## Aim of the task
Search the listing below for "photo". Copy each matching line.

## Dataset extract

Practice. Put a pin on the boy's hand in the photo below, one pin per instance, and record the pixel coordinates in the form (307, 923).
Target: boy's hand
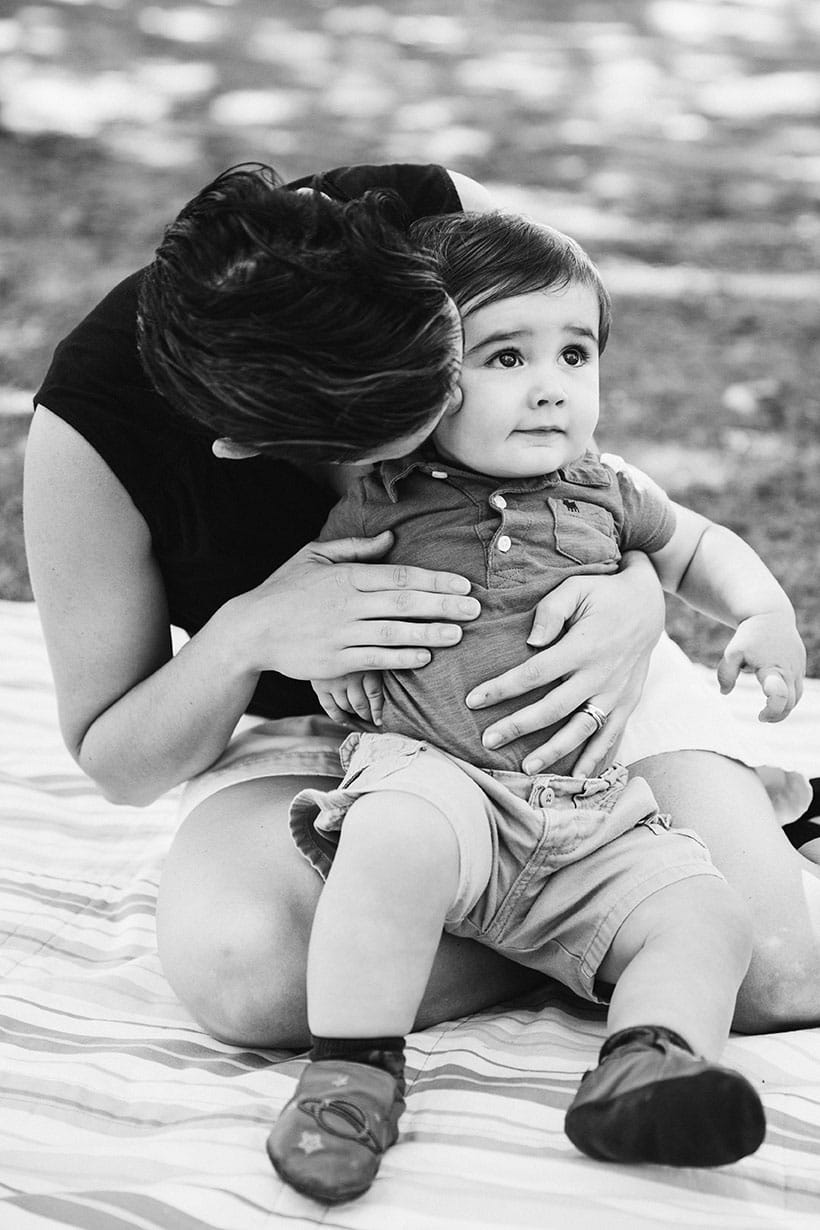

---

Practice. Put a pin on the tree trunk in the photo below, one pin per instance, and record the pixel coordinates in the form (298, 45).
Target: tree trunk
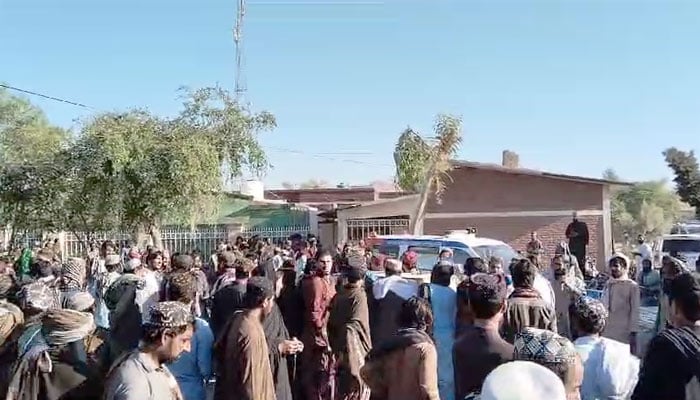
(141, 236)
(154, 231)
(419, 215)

## Result below
Practice. Put a pin on the boy's hand in the photo below, one pin per instance, and record the pixel coordinates in the form (307, 923).
Practice. Put a pin on the tree trunk in the photo below, one pin per instance, and record the pixel coordinates in the form (298, 45).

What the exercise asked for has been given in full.